EXERCISE AIM:
Reproduce every line of the entries below, requests included, and offset each x and y coordinate in the answers by adding 85. Leave all numbers in the requests and their format samples unchanged.
Start of DATA LINES
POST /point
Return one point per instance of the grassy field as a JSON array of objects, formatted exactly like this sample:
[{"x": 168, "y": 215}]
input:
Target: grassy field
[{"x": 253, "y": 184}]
End of DATA LINES
RESPONSE FOR THIS EXERCISE:
POST /point
Return one point per instance of the grassy field as a JSON array of objects, formatted exactly like this sample:
[{"x": 168, "y": 215}]
input:
Target: grassy field
[{"x": 338, "y": 269}]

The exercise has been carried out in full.